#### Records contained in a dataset
--

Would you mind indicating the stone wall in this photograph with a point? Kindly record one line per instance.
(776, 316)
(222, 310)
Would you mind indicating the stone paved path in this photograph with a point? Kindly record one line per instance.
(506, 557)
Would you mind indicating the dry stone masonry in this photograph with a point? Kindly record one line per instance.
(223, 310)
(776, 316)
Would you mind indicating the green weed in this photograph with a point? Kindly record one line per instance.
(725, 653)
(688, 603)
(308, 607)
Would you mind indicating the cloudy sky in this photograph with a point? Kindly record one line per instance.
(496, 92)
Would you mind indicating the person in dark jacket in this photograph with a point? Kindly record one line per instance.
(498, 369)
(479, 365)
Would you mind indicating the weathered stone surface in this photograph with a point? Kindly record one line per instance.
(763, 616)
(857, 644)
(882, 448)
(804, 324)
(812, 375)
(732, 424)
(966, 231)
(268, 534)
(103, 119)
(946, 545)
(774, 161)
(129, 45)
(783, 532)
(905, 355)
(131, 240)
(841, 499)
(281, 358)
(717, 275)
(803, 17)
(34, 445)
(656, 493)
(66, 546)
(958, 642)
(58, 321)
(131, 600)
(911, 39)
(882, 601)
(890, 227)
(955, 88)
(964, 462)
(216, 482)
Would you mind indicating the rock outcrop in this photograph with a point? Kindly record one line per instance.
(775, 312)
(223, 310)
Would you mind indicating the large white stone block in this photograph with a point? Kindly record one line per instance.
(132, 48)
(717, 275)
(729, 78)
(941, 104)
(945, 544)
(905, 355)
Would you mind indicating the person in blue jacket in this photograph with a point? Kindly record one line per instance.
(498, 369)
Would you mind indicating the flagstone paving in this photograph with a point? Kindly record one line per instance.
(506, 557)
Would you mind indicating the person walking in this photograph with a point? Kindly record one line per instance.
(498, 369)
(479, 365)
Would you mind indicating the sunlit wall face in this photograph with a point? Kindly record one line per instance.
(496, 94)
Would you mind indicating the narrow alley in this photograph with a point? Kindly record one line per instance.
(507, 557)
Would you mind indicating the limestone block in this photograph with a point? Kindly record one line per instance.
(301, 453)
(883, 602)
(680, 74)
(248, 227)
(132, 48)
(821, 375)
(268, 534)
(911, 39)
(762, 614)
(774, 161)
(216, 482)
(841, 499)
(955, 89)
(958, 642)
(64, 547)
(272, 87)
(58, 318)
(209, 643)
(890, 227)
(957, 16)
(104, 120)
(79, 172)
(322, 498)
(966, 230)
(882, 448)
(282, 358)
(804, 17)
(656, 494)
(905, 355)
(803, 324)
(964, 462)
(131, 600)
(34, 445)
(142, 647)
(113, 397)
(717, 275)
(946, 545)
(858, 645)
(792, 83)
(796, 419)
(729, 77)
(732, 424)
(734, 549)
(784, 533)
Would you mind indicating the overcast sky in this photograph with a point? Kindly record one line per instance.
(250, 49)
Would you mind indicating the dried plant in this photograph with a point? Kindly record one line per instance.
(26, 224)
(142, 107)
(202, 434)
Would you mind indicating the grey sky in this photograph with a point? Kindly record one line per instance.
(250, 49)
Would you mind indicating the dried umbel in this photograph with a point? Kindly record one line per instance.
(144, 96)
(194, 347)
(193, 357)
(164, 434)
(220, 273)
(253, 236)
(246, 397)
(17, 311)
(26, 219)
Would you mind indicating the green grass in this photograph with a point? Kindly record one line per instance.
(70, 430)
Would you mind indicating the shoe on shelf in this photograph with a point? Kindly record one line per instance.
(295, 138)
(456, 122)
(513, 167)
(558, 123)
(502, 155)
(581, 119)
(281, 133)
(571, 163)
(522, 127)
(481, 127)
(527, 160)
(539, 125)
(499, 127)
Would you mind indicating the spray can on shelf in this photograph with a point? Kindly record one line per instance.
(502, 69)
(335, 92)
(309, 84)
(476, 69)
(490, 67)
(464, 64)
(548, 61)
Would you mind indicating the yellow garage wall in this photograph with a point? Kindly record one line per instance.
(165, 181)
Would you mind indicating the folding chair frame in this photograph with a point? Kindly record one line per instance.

--

#### EXERCISE
Return every line of the data unchanged.

#### RESULT OF THIS EXERCISE
Would you mind indicating the stone wall in this photograph with a point? Kindly record one line per instance.
(776, 316)
(222, 310)
Would you mind indicating the stone paved path in this photograph with a point? Kindly record one line per instance.
(506, 557)
Would you mind indicating the dry stone masonry in this photograph with a point? Kindly record one line per instance.
(223, 310)
(776, 316)
Would you mind indicating the green weed in this photograph with a point? Kindly record one line per instance.
(725, 653)
(688, 603)
(308, 607)
Would you mind indicating the cloudy sky in this photograph with a point? Kindly record one line per instance.
(496, 92)
Would you mind indicating the person in dark jacket in this photograph with a point? Kindly record one line per instance.
(498, 369)
(479, 365)
Would you mind indicating the weathered stone surface in this photograph with a point? Kindly record one line per instance.
(763, 616)
(857, 644)
(882, 448)
(804, 324)
(812, 375)
(732, 424)
(966, 231)
(268, 534)
(103, 119)
(946, 545)
(774, 161)
(129, 45)
(783, 532)
(905, 355)
(131, 240)
(841, 499)
(281, 358)
(717, 275)
(803, 17)
(34, 445)
(656, 493)
(66, 546)
(958, 642)
(58, 321)
(131, 600)
(911, 39)
(882, 601)
(890, 227)
(955, 88)
(964, 462)
(216, 482)
Would you mind indicating the rock outcrop in this photograph with a point? Kindly record one line per instance.
(775, 312)
(223, 310)
Would you mind indicating the large white stone block in this photograph with a point? Kindly record one line per instance.
(132, 48)
(717, 275)
(729, 78)
(941, 104)
(945, 544)
(905, 355)
Would you mind indicating the person in blue jacket in this photograph with a point? Kindly record one line per instance.
(498, 369)
Would you mind indicating the flagstone paving in this photograph with a point? Kindly record one line per instance.
(506, 557)
Would you mind indicating the person walking in this photograph with a point? Kindly record one line per instance.
(498, 369)
(479, 365)
Would you mind indicating the sunlit wall face in this photograph with a point? Kindly record one line per instance.
(496, 94)
Would you mind indicating the narrow alley in this photograph with a point? Kindly record one line per instance.
(507, 557)
Would you mind indicating the limestone block in this photograph with a point? Kindly record one line per instance.
(301, 453)
(883, 602)
(680, 74)
(248, 227)
(132, 48)
(821, 375)
(268, 534)
(911, 39)
(762, 614)
(774, 161)
(216, 482)
(841, 499)
(955, 89)
(958, 642)
(64, 547)
(272, 87)
(58, 318)
(209, 643)
(890, 227)
(957, 16)
(104, 120)
(79, 172)
(322, 498)
(966, 230)
(882, 448)
(282, 358)
(804, 17)
(656, 494)
(905, 355)
(803, 324)
(964, 462)
(131, 600)
(34, 445)
(142, 647)
(113, 397)
(717, 275)
(946, 545)
(858, 645)
(792, 83)
(796, 419)
(729, 77)
(732, 424)
(734, 549)
(784, 533)
Would you mind indicating the overcast sky in this photograph with a point? Kindly record one line per instance.
(250, 49)
Would you mind indicating the dried plant in this photograph with a point? Kindly record one line per instance.
(26, 224)
(142, 107)
(202, 434)
Would you mind indicating the grey sky in this photograph with a point? Kindly record one line per instance.
(250, 49)
Would you mind indicating the dried umbel in this photograph with a point? Kindly record one line per instance.
(144, 96)
(194, 347)
(193, 357)
(164, 434)
(220, 273)
(253, 236)
(246, 397)
(17, 311)
(26, 219)
Would you mind indicating the green grass in this photograph with a point? Kindly record one line per instance.
(70, 430)
Would you mind indicating the shoe on shelf in this photograph with a point? Kindly record one line per instance.
(295, 138)
(456, 122)
(513, 167)
(558, 123)
(502, 155)
(581, 119)
(281, 133)
(571, 163)
(522, 127)
(481, 127)
(527, 160)
(539, 125)
(499, 127)
Would you mind indicating the spray can on shelf in this photograph with a point? Kindly record one line per instance.
(502, 69)
(335, 92)
(309, 84)
(476, 69)
(490, 67)
(464, 64)
(548, 61)
Would you mind indicating the yellow garage wall in this photograph with a point? Kindly record one line per instance.
(165, 181)
Would you mind indicating the folding chair frame in this photograph with a point? Kindly record one line per instance.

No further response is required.